* [EXERCISE REQUIREMENTS] Taking the line with "Within one instance, the" as the start, reproduce every line until the records end, exactly and with nothing added.

* [INPUT MATERIAL]
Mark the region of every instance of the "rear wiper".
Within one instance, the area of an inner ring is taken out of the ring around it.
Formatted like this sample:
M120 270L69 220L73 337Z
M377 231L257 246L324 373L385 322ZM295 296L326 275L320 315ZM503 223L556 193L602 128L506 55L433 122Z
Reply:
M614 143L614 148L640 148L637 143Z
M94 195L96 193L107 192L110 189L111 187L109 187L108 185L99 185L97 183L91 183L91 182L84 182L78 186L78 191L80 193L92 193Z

* [ANSWER]
Within one instance, the area of an inner ring is taken out of the ring around it.
Formatted like this sample:
M120 270L69 220L73 337Z
M377 231L257 246L324 373L385 322ZM295 296L326 275L320 315ZM503 223L556 193L602 128L506 55L433 122Z
Reply:
M614 143L614 148L640 148L637 143Z
M94 195L96 193L107 192L110 189L111 187L109 187L108 185L99 185L97 183L91 183L91 182L84 182L78 186L78 191L80 193L92 193Z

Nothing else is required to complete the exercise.